Copy the data below word for word, from the line containing "Guideline reminder — boxes should be snug around the pale" through the line containing "[0,0,540,359]", with both of those lines included.

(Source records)

§

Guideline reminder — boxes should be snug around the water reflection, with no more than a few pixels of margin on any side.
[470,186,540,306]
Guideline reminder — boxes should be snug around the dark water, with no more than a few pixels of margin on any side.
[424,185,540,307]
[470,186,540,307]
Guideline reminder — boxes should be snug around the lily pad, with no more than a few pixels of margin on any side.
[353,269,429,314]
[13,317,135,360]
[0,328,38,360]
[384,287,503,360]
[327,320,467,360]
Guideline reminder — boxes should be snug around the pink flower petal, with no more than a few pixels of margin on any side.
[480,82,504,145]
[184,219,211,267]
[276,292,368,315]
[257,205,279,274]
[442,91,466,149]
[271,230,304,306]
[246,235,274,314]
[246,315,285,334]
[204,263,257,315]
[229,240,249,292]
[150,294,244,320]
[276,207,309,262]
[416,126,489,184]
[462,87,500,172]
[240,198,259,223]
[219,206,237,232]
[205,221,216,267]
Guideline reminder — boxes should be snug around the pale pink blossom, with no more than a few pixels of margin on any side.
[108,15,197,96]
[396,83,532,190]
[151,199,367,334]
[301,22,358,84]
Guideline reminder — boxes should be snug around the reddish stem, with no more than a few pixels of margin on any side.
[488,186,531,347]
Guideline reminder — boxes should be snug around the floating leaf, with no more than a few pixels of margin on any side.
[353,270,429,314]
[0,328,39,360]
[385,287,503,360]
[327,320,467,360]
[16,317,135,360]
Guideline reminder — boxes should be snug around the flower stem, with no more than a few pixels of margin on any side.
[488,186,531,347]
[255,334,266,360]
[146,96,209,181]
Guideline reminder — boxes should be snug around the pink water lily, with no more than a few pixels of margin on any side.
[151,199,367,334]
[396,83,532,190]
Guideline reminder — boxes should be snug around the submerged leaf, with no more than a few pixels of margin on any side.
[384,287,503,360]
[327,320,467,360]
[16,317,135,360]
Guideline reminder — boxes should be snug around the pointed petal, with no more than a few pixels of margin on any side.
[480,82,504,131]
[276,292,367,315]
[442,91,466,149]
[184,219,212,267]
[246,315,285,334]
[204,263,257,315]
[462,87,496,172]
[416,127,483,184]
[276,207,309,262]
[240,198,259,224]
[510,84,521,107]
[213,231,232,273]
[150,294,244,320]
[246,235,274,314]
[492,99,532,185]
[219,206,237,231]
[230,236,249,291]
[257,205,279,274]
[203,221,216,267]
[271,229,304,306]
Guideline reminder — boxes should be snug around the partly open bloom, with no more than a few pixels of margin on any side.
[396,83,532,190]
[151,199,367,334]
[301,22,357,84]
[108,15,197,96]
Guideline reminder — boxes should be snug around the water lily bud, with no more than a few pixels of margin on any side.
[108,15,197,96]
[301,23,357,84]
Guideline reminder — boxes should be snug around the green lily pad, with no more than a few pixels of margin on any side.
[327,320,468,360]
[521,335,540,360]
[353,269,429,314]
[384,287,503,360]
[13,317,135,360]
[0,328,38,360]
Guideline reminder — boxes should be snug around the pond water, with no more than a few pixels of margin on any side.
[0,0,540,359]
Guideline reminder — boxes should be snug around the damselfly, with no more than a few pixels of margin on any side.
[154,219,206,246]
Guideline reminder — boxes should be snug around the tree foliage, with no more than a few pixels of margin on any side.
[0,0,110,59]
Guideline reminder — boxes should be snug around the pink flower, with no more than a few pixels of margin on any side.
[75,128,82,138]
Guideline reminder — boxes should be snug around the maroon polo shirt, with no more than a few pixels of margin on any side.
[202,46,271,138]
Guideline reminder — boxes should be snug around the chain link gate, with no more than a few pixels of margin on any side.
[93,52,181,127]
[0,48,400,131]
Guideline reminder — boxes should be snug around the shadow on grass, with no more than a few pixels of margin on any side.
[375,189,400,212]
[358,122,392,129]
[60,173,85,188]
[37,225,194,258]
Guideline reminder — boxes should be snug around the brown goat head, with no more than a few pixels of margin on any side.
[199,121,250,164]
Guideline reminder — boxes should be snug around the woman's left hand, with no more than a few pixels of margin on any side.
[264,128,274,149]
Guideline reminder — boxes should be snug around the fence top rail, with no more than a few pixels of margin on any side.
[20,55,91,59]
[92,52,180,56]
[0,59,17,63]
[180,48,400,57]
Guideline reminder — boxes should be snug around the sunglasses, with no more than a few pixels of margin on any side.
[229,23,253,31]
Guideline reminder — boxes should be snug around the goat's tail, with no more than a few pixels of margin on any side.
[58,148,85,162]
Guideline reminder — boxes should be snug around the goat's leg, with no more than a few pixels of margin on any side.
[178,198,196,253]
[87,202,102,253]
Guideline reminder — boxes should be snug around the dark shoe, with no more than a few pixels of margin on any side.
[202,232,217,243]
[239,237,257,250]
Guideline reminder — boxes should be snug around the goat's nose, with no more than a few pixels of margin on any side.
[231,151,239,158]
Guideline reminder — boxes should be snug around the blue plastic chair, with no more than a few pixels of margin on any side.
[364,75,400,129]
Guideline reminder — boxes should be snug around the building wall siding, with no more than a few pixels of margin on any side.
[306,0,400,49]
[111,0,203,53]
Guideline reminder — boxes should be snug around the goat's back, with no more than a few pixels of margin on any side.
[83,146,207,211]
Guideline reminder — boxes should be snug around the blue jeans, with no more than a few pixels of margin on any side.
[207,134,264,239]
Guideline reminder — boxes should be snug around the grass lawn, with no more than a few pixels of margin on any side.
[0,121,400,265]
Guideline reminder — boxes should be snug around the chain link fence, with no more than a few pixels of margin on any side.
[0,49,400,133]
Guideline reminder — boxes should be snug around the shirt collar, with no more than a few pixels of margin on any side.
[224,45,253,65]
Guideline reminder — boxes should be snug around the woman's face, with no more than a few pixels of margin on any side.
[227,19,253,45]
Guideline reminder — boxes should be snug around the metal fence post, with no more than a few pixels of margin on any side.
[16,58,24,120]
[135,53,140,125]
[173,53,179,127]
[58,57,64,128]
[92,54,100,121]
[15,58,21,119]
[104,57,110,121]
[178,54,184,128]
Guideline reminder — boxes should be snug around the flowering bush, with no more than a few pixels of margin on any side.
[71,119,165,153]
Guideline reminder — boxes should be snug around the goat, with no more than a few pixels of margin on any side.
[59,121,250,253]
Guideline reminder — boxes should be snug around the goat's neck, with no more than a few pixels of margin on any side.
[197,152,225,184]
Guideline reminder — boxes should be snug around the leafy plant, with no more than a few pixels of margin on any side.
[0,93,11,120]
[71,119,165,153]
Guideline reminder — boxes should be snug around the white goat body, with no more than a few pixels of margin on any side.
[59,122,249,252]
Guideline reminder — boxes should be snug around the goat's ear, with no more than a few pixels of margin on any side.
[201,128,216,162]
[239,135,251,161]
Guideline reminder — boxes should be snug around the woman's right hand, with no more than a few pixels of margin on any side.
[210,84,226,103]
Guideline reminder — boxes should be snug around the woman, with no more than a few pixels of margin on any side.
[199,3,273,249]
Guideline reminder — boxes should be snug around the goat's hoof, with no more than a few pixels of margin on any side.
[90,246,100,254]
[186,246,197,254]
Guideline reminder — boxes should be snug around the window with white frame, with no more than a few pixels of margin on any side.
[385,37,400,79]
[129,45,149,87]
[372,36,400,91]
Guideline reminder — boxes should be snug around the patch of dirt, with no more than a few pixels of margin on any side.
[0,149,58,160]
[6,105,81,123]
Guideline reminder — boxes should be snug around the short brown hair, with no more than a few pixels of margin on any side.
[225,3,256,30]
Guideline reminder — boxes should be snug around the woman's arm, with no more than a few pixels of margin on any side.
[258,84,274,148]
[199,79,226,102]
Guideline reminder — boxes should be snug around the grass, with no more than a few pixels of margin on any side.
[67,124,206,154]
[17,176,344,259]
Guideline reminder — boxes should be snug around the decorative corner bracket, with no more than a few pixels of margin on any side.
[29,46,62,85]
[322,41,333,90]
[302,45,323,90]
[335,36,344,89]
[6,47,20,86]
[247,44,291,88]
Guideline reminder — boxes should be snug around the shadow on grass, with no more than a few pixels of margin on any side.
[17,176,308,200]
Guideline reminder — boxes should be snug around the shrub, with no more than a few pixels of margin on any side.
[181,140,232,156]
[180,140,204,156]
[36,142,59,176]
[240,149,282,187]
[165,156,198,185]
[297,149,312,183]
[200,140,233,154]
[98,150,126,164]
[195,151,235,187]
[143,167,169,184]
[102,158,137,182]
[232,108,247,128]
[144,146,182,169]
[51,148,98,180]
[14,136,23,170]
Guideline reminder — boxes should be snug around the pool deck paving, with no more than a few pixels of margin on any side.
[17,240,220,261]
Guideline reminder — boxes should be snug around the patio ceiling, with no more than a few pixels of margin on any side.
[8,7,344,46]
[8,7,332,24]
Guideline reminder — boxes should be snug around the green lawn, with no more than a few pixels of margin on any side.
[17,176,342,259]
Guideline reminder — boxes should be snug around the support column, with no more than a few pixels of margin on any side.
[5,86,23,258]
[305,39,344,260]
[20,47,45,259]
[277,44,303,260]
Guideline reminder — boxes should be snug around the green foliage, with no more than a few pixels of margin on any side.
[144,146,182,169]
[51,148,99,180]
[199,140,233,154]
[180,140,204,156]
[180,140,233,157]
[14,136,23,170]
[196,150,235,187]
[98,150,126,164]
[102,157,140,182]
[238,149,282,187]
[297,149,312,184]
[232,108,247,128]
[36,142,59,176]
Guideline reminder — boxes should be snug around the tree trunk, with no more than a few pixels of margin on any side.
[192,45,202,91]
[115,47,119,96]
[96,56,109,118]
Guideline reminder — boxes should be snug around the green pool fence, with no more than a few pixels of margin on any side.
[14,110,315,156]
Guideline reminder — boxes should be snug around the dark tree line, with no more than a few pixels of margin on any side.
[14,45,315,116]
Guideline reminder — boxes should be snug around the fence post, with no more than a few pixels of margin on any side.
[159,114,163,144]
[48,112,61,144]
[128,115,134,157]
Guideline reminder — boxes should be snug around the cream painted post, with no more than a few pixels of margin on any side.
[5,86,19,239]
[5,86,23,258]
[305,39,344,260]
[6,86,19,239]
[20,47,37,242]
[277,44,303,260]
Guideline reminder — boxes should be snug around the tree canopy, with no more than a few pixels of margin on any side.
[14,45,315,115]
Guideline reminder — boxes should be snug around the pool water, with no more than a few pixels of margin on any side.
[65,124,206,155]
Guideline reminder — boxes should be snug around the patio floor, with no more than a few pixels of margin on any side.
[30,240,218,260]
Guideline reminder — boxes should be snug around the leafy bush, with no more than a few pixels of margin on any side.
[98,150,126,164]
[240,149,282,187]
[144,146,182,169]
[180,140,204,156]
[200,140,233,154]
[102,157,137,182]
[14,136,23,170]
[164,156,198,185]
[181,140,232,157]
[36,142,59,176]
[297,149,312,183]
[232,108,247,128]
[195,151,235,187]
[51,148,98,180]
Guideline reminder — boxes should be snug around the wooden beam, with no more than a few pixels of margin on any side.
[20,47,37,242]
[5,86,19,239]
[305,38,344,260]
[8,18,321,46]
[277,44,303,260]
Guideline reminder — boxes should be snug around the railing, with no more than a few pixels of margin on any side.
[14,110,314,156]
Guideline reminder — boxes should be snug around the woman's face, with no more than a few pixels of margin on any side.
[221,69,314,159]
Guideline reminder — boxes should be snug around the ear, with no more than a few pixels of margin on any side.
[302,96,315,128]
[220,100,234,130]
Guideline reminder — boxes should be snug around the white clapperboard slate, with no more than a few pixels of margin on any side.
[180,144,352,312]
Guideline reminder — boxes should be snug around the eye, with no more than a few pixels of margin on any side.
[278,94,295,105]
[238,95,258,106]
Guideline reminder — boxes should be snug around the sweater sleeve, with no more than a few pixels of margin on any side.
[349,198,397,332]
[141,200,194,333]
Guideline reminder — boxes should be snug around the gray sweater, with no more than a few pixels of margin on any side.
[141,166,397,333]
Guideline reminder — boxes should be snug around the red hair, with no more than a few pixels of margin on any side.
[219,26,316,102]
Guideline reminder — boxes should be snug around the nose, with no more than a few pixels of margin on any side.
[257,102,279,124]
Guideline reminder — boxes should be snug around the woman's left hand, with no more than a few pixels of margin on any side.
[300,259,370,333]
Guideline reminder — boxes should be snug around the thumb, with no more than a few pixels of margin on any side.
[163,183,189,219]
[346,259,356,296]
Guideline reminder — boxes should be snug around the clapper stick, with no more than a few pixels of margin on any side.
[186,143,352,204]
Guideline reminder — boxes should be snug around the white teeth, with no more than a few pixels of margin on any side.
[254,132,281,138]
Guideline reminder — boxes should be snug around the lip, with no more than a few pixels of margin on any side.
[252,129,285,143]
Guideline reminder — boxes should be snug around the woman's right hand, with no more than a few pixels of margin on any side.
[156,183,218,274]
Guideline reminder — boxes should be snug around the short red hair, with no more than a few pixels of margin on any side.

§

Output of the exercise
Guideline reminder — boxes should be snug around the pale pink blossom, with no more than a few pixels of margin on any side.
[108,15,197,96]
[396,83,532,190]
[151,199,367,334]
[301,22,358,84]
Guideline reminder — boxes should be snug around the reddish stem, with no more than a few pixels of margin on any side.
[488,186,531,347]
Guideline reminder — boxes should be snug around the floating leaf, with no more than a few pixels of margin on any side.
[353,270,429,314]
[0,328,39,360]
[385,287,503,360]
[327,320,467,360]
[16,317,135,360]
Guideline reminder — boxes should be snug around the flower stem, with no more than a few pixels of margin on any side.
[488,186,531,347]
[255,334,266,360]
[146,96,209,181]
Guideline reminder — boxes should be snug around the pink water lily, with no more than a few pixels of margin on any side.
[151,199,367,334]
[396,83,532,190]
Guideline reminder — boxes should be snug around the submerged leaf, with no more than a few pixels of margin on any side.
[384,287,503,360]
[327,320,467,360]
[16,317,135,360]
Guideline reminder — boxes should be snug around the pointed petal, with no more than a few pixels of margin on any side.
[480,82,504,131]
[276,292,367,315]
[442,91,466,149]
[184,219,212,267]
[246,315,285,334]
[204,263,257,315]
[462,87,496,172]
[416,127,483,184]
[276,207,309,262]
[240,198,259,224]
[510,84,521,107]
[213,231,232,273]
[150,294,244,320]
[246,235,274,314]
[492,99,532,185]
[219,206,237,231]
[230,236,249,291]
[257,205,279,274]
[203,221,216,267]
[271,229,304,306]
Guideline reminder — boxes should be snug around the partly open bloom, with no more than a few pixels of margin on any side.
[396,83,532,190]
[151,199,367,334]
[301,22,357,84]
[108,15,197,96]
Guideline reminder — boxes should be snug around the water lily bud, with no more than a few pixels of margin on any side.
[108,15,197,96]
[301,23,357,84]
Guideline reminder — boxes should be snug around the green lily pad, with no more than a few pixels of margin on any side.
[327,320,468,360]
[521,335,540,360]
[353,269,429,314]
[384,287,503,360]
[13,317,135,360]
[0,328,38,360]
Guideline reminder — boxes should be snug around the pond water, with no more than a few pixels of margin on any side.
[0,0,540,359]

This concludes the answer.